**Verifique sua compreensão:**
- A) Liste todos os nomes de pessoas que aparecem no texto do exercício.
- B) Traduza para o inglês esta frase do texto do exercício: "O resultado está em Depois que o Brasil Acabou, da Veneta, que traz histórias curtas criadas entre 2016 e 2020, misturando ironia e fúria."

**Texto do exercício:**

****************

O "imbrochável". Imagem do gibi de João Pinheiro
Piu Gomes
26 de abril de 2022, 11h43

Indulto a condenado pelo STF, em mais um ataque às instituições democráticas. Fake news desde a origem. Louvor a torturadores e ironias a torturados. Quatro ministros acusados de corrupção.  Devastação no meio-ambiente. Negacionismo na pandemia. Orçamento secreto e otras cositas más nas Forças Armadas.

Nesses dias em que assistimos ao indulto de um amigo presidencial e que se divulga a compra de remédio contra disfunção erétil e próteses penianas, parece claro onde a sociedade deve chutar. No saco de um Brasil que se traduz em outras 6 letras: brocha

O pesadelo do (des)governo apenas começava quando João Pinheiro apontou o dedo para a ferida que o país criou com o impeachment de Dilma Roussef. O resultado está em Depois que o Brasil Acabou, da Veneta, que traz histórias curtas criadas entre 2016 e 2020, misturando ironia e fúria.

****************

**Linhas de dados:**
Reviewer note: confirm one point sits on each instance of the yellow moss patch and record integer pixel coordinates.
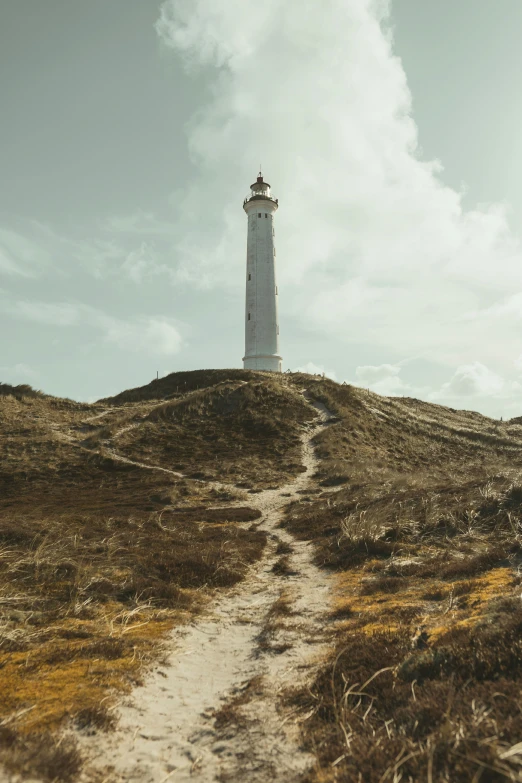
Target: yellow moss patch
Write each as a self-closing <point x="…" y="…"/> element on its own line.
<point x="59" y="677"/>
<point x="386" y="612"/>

****************

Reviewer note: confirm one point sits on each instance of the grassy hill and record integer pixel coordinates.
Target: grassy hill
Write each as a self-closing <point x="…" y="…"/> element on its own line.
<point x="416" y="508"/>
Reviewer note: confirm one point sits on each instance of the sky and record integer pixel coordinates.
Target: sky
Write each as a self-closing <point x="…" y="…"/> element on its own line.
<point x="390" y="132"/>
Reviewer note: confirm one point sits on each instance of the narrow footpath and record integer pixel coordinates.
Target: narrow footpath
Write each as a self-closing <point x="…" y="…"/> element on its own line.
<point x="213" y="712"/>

****************

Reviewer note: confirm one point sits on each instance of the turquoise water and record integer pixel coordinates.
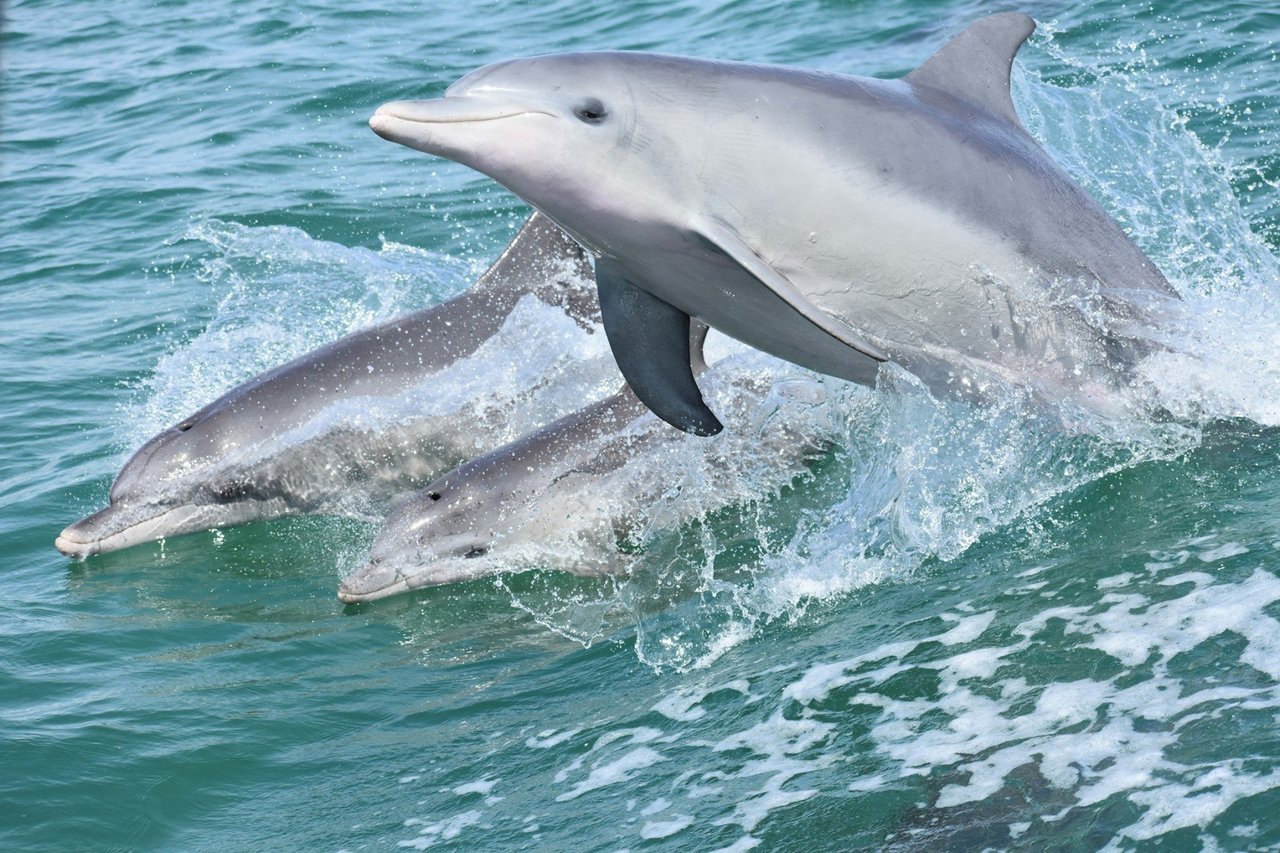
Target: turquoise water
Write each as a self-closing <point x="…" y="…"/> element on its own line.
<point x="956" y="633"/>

****************

**Respostas por tarefa:**
- A) João Pinheiro; Piu Gomes; Dilma Roussef

- B) The result is in Depois que o Brasil Acabou, from Veneta, which brings together short stories created between 2016 and 2020, mixing irony and fury.